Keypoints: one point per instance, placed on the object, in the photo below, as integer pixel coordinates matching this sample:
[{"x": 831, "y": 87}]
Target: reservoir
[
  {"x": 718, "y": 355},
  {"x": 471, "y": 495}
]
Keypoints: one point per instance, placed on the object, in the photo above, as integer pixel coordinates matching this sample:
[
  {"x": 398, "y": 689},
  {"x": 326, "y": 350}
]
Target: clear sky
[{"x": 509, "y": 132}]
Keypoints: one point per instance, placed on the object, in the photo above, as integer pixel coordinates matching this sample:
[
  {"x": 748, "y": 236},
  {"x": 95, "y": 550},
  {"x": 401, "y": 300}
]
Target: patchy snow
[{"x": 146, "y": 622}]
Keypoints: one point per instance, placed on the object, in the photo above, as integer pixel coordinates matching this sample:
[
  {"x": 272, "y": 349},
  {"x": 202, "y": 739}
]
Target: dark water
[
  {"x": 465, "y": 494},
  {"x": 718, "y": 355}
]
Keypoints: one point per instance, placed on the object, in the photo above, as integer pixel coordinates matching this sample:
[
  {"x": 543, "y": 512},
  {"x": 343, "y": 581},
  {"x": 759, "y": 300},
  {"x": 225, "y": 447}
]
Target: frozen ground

Aim of the exercise » Starting from the line that contains "Target: patchy snow", transcribe each line to the end of the records above. Please add nothing.

Answer to the exercise »
Target: patchy snow
[{"x": 146, "y": 622}]
Keypoints: one point per instance, placed on the object, in the photo above, as integer pixel coordinates matching this sample:
[
  {"x": 272, "y": 349},
  {"x": 202, "y": 739}
]
Target: dark water
[
  {"x": 465, "y": 494},
  {"x": 718, "y": 355}
]
Keypoints: one point per instance, placed on the object, in the photo above, as integer pixel coordinates matching this sample:
[
  {"x": 543, "y": 512},
  {"x": 343, "y": 581},
  {"x": 759, "y": 300},
  {"x": 225, "y": 447}
]
Target: frozen ground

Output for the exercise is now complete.